Challenge 1: In the listing, copy everything from the line containing "Help me locate the stonehenge" down to the line containing "283], [306, 113, 416, 267]]", keeping both of those lines and leaving the pictures out.

Document passage:

-- begin --

One of my favorite books is one by Robert Brumet, Finding Yourself in Transition. As we leave behind this unprecedented 2020, I wanted to offer you a personalized summary to share some of the author’s insight to build perspective regarding a year packed with significant vicissitudes.

Rosemary Filmore Rhea asserts that change is the keynote of life. We see changes everywhere in the cycles of nature, particularly in season trees. When the air chills, the leaves change color and shower down, leaving the trees dark and bare. The trees come alive when winter moves into spring with a new ghost of green and then bursting forth with rich foliage. Trees do not resist but cooperate with the cycle of nature.

Just as trees, there is a divine rhythm at work in our individual lives. Endings and new beginnings mark the patterns of our days. Although we intellectually understand that transitions are part of the creation, when change comes rapidly in our individual lives, we feel threatened. We resist and question the meaning and purpose of what we are experiencing. 

“We experience many transitions in our life journey. Some are wanted, pleasant, expected, and some are unwanted and unexpected”.

I had experienced many life transitions. As a child growing up, we had three relocations due to my father’s work. At a young age, I experienced changes in my environment, leaving friends, schools, houses, and more. Then when I married, dual carriers got us moving cities. I had lived in 20 different dwellings in three countries. I had changed jobs six times, from which 3 were layoffs. I married and divorced twice, and I had experienced all the lifespan changes related to raising a family, from having children to become an empty nester. My last big transition was to leave a long corporate career as an HR professional to become a consultant and a professional coach. 

All these life and career changes had made me very interested in working in personal, career, and corporate change. I feel a sense of purpose when I help my clients find meaning in transitions leading to breakthroughs and personal transformations.

Transitions are often a time of crisis containing both threats and opportunities. Even as uncomfortable they might be, they bring chances for pivoting into a new life. According to Bridges, Each transition has three stages: Endings, The Void, and New Beginnings.


Everything has a beginning and an end. During our life span, we experience many beginnings and many endings. According to Brumet, in our Western culture, we tend to celebrate beginnings while we fear or resist ends. Unfinished ends tend to cloud our ability to deal with and process change in our lives. 

To me, an ending is like ‘walking away’ from something or somebody and can take the form of a job, a career, a partner, a place, a lifestyle, or more. Either by choice or imposed, the time has come to walk away, leaving behind that aspect of our lives.

-- end --

Exercise data:
-- begin --

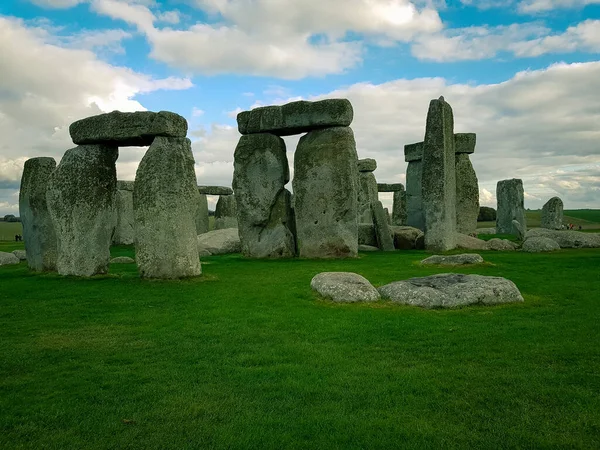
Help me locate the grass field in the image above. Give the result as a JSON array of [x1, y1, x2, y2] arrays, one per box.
[[0, 243, 600, 449]]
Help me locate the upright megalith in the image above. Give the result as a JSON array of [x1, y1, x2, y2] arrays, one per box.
[[46, 145, 119, 277], [112, 180, 134, 245], [292, 127, 358, 258], [541, 197, 563, 230], [19, 157, 57, 272], [496, 178, 527, 234], [133, 137, 201, 279], [422, 97, 456, 251], [233, 133, 296, 258]]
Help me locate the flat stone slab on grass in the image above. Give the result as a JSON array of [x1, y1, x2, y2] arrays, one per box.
[[310, 272, 380, 303], [378, 273, 524, 308], [421, 253, 483, 266], [69, 111, 187, 147]]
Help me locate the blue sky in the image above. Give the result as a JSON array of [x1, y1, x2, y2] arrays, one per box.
[[0, 0, 600, 215]]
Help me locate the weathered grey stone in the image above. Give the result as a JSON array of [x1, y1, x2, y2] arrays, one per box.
[[0, 252, 21, 266], [198, 186, 233, 195], [237, 99, 354, 136], [19, 157, 57, 271], [496, 178, 527, 234], [421, 253, 483, 266], [46, 145, 119, 277], [521, 237, 560, 253], [541, 197, 563, 230], [112, 181, 134, 245], [357, 172, 378, 223], [357, 158, 377, 172], [195, 194, 209, 234], [378, 273, 524, 308], [197, 228, 242, 256], [310, 272, 380, 303], [421, 97, 456, 251], [392, 185, 406, 226], [133, 137, 202, 279], [525, 228, 600, 248], [215, 195, 238, 230], [233, 133, 296, 258], [371, 201, 395, 252], [292, 127, 358, 258], [69, 111, 187, 147], [455, 153, 479, 235]]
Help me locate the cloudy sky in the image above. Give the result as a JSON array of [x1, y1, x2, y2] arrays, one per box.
[[0, 0, 600, 215]]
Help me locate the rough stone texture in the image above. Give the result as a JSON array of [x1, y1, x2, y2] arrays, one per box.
[[69, 111, 187, 147], [133, 137, 202, 279], [392, 189, 406, 226], [378, 273, 524, 308], [371, 201, 395, 252], [521, 237, 560, 253], [292, 127, 358, 258], [215, 195, 238, 230], [46, 145, 119, 277], [357, 172, 378, 223], [198, 186, 233, 195], [195, 194, 208, 234], [0, 252, 21, 266], [310, 272, 380, 303], [541, 197, 563, 230], [237, 99, 354, 136], [112, 181, 134, 245], [525, 228, 600, 248], [496, 178, 527, 234], [197, 228, 242, 256], [233, 133, 296, 258], [421, 97, 456, 251], [19, 157, 57, 271], [421, 253, 483, 266], [455, 153, 479, 234]]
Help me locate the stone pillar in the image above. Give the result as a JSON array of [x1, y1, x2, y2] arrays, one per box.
[[422, 97, 456, 251], [292, 127, 358, 258], [496, 178, 527, 234], [46, 145, 119, 277], [454, 133, 479, 235], [233, 133, 296, 258], [19, 157, 57, 272], [112, 181, 134, 245], [133, 137, 201, 279]]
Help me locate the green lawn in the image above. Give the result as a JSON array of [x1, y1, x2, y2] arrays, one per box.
[[0, 243, 600, 449]]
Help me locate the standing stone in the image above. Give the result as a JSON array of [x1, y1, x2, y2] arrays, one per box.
[[113, 181, 134, 245], [133, 137, 202, 279], [215, 195, 238, 230], [496, 178, 527, 234], [422, 97, 456, 251], [292, 127, 358, 258], [233, 133, 296, 258], [541, 197, 563, 230], [19, 157, 57, 272], [195, 190, 208, 234], [46, 145, 119, 277]]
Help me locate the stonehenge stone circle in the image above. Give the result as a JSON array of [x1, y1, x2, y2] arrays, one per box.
[[422, 97, 456, 251], [112, 180, 134, 245], [19, 157, 57, 272], [46, 144, 119, 277], [292, 127, 358, 258], [133, 136, 201, 279], [237, 99, 354, 136], [496, 178, 527, 234], [69, 111, 187, 147], [233, 133, 296, 258], [541, 197, 563, 230]]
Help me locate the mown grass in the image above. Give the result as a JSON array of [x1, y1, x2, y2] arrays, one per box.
[[0, 243, 600, 449]]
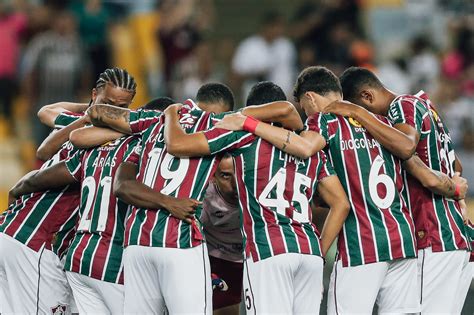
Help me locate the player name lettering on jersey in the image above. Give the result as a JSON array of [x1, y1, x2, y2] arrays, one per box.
[[389, 91, 469, 252], [92, 157, 117, 167], [306, 113, 416, 267]]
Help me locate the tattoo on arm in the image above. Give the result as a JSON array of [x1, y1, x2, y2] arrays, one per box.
[[434, 171, 456, 193], [281, 131, 291, 151], [89, 106, 130, 127]]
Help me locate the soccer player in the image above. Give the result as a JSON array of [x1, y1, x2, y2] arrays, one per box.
[[205, 81, 286, 315], [339, 68, 469, 313], [89, 84, 302, 313], [200, 155, 243, 315], [0, 69, 135, 313], [161, 98, 349, 314], [236, 67, 419, 314], [7, 100, 191, 314]]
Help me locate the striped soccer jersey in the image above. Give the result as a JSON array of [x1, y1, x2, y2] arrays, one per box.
[[125, 101, 251, 248], [389, 91, 469, 252], [0, 113, 82, 258], [64, 137, 139, 283], [306, 113, 416, 267]]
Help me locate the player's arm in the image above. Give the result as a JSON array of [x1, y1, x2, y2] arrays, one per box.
[[216, 113, 326, 159], [8, 170, 39, 205], [69, 126, 125, 149], [403, 155, 468, 200], [324, 101, 419, 160], [38, 102, 89, 128], [87, 104, 132, 134], [11, 161, 76, 198], [113, 162, 200, 224], [242, 101, 303, 130], [36, 115, 90, 161], [454, 153, 462, 175], [318, 175, 349, 256]]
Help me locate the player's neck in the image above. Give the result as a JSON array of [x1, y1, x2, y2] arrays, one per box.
[[381, 89, 397, 116]]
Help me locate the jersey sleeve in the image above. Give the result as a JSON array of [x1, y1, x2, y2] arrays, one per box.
[[123, 138, 142, 164], [304, 113, 338, 142], [54, 112, 84, 129], [204, 127, 256, 154], [66, 150, 84, 182], [130, 110, 164, 135], [388, 96, 428, 134], [317, 151, 336, 182]]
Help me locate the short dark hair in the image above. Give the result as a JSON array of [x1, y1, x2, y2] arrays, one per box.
[[340, 67, 383, 102], [142, 96, 177, 111], [293, 66, 342, 101], [196, 83, 234, 111], [245, 81, 286, 106]]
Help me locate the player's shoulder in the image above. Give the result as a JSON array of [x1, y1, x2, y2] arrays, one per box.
[[306, 112, 336, 124]]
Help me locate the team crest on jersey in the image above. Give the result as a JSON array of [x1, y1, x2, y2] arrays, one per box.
[[430, 108, 443, 128], [51, 304, 67, 315]]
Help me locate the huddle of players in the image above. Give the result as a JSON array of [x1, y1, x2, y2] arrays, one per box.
[[0, 67, 473, 314]]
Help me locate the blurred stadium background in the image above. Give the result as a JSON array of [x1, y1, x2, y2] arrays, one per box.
[[0, 0, 474, 314]]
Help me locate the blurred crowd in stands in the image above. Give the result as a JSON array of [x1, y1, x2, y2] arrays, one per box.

-- end --

Challenge 2:
Answer these about the passage on life transitions:
(a) Who asserts that change is the keynote of life?
(b) In how many different dwellings and in how many countries had the writer lived?
(c) What three stages of a transition does Bridges name?

Exercise output 1:
Help me locate the stonehenge stone circle in the image above. Give the result as a JSON array of [x1, y1, x2, y2] arrays, one per box.
[[422, 97, 456, 251], [112, 180, 134, 245], [19, 157, 57, 272], [46, 144, 119, 277], [292, 127, 358, 258], [133, 136, 201, 279], [237, 99, 354, 136], [496, 178, 527, 234], [69, 111, 187, 147], [233, 133, 296, 258], [541, 197, 563, 230]]
Help me locate the mown grass in the image above. Give the result as a JSON array of [x1, y1, x2, y2] arrays, one per box.
[[0, 243, 600, 449]]
Help me locate the player name lettering on jersey in the image above. Give the result as a JSON array of [x1, y1, x2, y2] arrays, one per box.
[[389, 91, 469, 252], [92, 157, 117, 167], [306, 113, 416, 267]]
Help me locate the tattoo on arm in the image above. Give the result as a JSON array of [x1, y1, x2, y2] arrays, one per box.
[[434, 171, 456, 193], [281, 131, 291, 151], [89, 106, 130, 127]]
Help me locate the soccer player in the image above. Give the result as a JSON array of [x1, y1, x2, y2] arrays, one per box.
[[205, 81, 286, 315], [339, 68, 469, 313], [89, 84, 302, 313], [200, 155, 243, 315], [0, 69, 135, 313], [161, 98, 349, 314], [236, 67, 419, 314], [7, 100, 191, 314]]
Help me locate the striped soccer jersey in the image above. Give the result as a JSON array of [x1, y1, x2, y2] arrays, one per box.
[[125, 101, 251, 248], [389, 91, 469, 252], [0, 113, 82, 258], [64, 137, 139, 283], [306, 113, 416, 267]]

Exercise output 2:
(a) Rosemary Filmore Rhea
(b) 20 dwellings in three countries
(c) Endings, The Void, and New Beginnings